Stored data
>>>

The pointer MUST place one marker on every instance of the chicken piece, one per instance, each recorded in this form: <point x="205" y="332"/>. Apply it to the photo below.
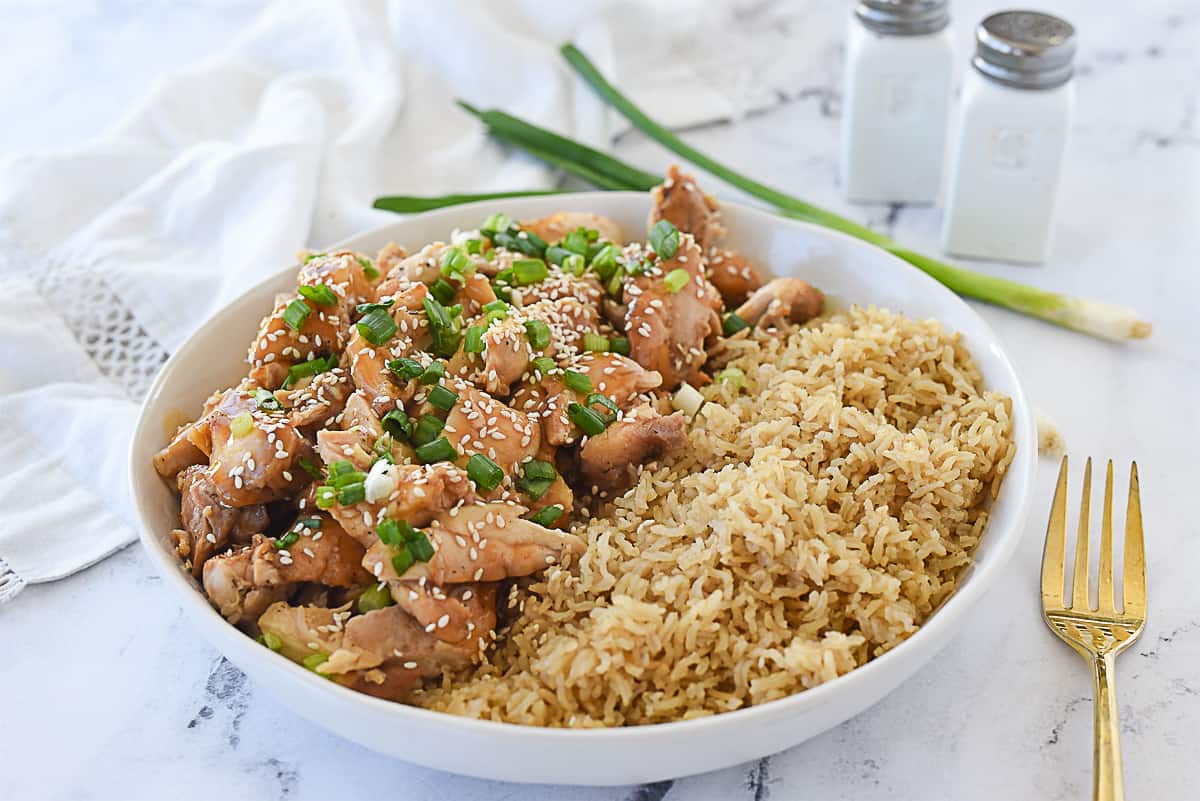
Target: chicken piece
<point x="450" y="614"/>
<point x="481" y="542"/>
<point x="689" y="209"/>
<point x="557" y="226"/>
<point x="667" y="330"/>
<point x="609" y="461"/>
<point x="783" y="300"/>
<point x="732" y="275"/>
<point x="479" y="423"/>
<point x="209" y="525"/>
<point x="252" y="461"/>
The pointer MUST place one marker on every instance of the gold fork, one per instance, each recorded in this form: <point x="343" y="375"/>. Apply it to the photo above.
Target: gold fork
<point x="1097" y="634"/>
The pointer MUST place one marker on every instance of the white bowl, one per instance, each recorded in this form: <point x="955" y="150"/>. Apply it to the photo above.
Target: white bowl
<point x="850" y="270"/>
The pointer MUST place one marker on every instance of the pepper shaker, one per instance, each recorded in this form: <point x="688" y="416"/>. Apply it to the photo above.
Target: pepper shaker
<point x="1011" y="138"/>
<point x="899" y="60"/>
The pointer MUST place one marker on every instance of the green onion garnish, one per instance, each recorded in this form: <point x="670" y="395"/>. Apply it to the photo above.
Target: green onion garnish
<point x="473" y="341"/>
<point x="287" y="540"/>
<point x="433" y="373"/>
<point x="576" y="380"/>
<point x="546" y="516"/>
<point x="595" y="343"/>
<point x="427" y="429"/>
<point x="664" y="239"/>
<point x="397" y="423"/>
<point x="588" y="421"/>
<point x="377" y="596"/>
<point x="319" y="294"/>
<point x="676" y="279"/>
<point x="486" y="474"/>
<point x="439" y="450"/>
<point x="442" y="398"/>
<point x="406" y="368"/>
<point x="732" y="324"/>
<point x="377" y="326"/>
<point x="267" y="401"/>
<point x="528" y="271"/>
<point x="297" y="313"/>
<point x="241" y="425"/>
<point x="538" y="333"/>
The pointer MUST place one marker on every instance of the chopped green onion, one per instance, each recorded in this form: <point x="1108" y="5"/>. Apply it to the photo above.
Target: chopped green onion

<<<

■ **Your task**
Format every line of the records above as a numbered list, skipping blank lines and leaving the pictures out.

■ **Output**
1. The pointer MUST place one marker on every instance of the chicken piece, one per instance, each recorded in this form: <point x="205" y="332"/>. Apply it to the photo below.
2. Target: chicken piece
3. <point x="450" y="614"/>
4. <point x="481" y="542"/>
5. <point x="689" y="209"/>
6. <point x="557" y="226"/>
7. <point x="667" y="330"/>
8. <point x="609" y="461"/>
9. <point x="783" y="300"/>
10. <point x="732" y="275"/>
11. <point x="479" y="423"/>
12. <point x="209" y="525"/>
13. <point x="252" y="461"/>
14. The pointer MUST place one marker on every instance of the gold fork, one per instance, each recorded in this form: <point x="343" y="375"/>. Apply it to the photo above.
15. Target: gold fork
16. <point x="1097" y="634"/>
17. The pointer MUST place one marker on every instance of the white bowl, one per instance, each recorded in this form: <point x="955" y="150"/>. Apply it to the photo above.
18. Target: white bowl
19. <point x="850" y="270"/>
20. The pointer MUST place one marker on every instance of the pepper shaker, one per instance, each recorded in this form: <point x="688" y="416"/>. Apply it to the photo above.
21. Target: pepper shaker
22. <point x="1011" y="138"/>
23. <point x="899" y="60"/>
24. The pointer MUST place one marker on every instance of the green onion garnish, one per instance, each recorded in this form: <point x="670" y="395"/>. Apply it to the photo above.
25. Target: green onion garnish
26. <point x="473" y="341"/>
27. <point x="287" y="540"/>
28. <point x="433" y="373"/>
29. <point x="576" y="380"/>
30. <point x="546" y="516"/>
31. <point x="595" y="343"/>
32. <point x="427" y="429"/>
33. <point x="664" y="239"/>
34. <point x="397" y="423"/>
35. <point x="588" y="421"/>
36. <point x="377" y="596"/>
37. <point x="319" y="294"/>
38. <point x="676" y="279"/>
39. <point x="486" y="474"/>
40. <point x="439" y="450"/>
41. <point x="442" y="398"/>
42. <point x="406" y="368"/>
43. <point x="732" y="324"/>
44. <point x="377" y="326"/>
45. <point x="267" y="401"/>
46. <point x="528" y="271"/>
47. <point x="297" y="313"/>
48. <point x="241" y="425"/>
49. <point x="538" y="333"/>
50. The pointer MUST place one marker on every instance of the chopped green onion, one per instance, each recorded in this form: <point x="1108" y="5"/>. Apply it to the photo above.
51. Target: chopped green onion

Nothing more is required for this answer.